─── Data shown ───

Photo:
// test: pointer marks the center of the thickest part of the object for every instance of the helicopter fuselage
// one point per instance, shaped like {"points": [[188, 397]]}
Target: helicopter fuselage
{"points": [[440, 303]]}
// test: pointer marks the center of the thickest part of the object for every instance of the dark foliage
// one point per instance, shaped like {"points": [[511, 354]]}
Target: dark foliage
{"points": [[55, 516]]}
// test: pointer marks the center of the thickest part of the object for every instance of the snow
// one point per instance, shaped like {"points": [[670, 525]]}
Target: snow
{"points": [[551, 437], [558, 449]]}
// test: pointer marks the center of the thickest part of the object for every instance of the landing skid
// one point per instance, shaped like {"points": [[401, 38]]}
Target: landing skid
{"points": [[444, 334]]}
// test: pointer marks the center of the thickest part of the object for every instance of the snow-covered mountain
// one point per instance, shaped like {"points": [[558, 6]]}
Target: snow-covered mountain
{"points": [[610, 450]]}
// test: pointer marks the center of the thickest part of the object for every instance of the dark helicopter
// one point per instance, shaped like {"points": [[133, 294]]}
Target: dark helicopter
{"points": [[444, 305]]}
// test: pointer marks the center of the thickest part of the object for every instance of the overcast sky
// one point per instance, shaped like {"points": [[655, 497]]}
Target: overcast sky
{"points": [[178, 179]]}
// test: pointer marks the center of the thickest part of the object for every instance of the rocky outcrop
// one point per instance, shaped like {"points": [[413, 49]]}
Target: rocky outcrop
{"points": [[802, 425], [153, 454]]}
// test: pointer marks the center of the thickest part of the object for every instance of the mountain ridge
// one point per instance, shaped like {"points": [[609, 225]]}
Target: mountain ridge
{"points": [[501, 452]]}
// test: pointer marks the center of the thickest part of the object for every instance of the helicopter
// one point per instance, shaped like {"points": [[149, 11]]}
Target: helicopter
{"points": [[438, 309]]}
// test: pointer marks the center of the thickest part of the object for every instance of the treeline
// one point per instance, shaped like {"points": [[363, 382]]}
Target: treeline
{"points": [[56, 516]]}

───

> _Requirements_: Express the stretch of records from the line containing "the overcast sky" through the end of the records as a two-column CSV with the columns text and answer. Give one row per record, with its text and its answer each in a single quoted field and line breaks turned into spaces.

> _Output of the task_:
text,answer
"// test: pointer marks the center of the thickest part of the object for every instance of the overcast sky // one point per instance, shaped like {""points"": [[655, 497]]} Target: overcast sky","{""points"": [[178, 179]]}"
"// test: pointer marks the center of the thickest part of the object for every instance of the rocky outcrop // one point per instance, shaped like {""points"": [[413, 49]]} Target: rocky outcrop","{""points"": [[802, 425], [153, 454]]}"
"// test: pointer marks the center of the thickest part of the object for every instance of the mountain ridge // one point per instance, shaped like {""points"": [[609, 225]]} Target: mountain ridge","{""points"": [[501, 452]]}"
"// test: pointer marks the center of the thickest part of the object for every instance of the helicopter // one point per instance, shaped like {""points"": [[149, 11]]} Target: helicopter","{""points"": [[438, 309]]}"
"// test: pointer marks the center of the thickest part of the object for every instance of the treeline // one point per instance, shaped like {""points"": [[363, 382]]} Target: treeline","{""points"": [[56, 516]]}"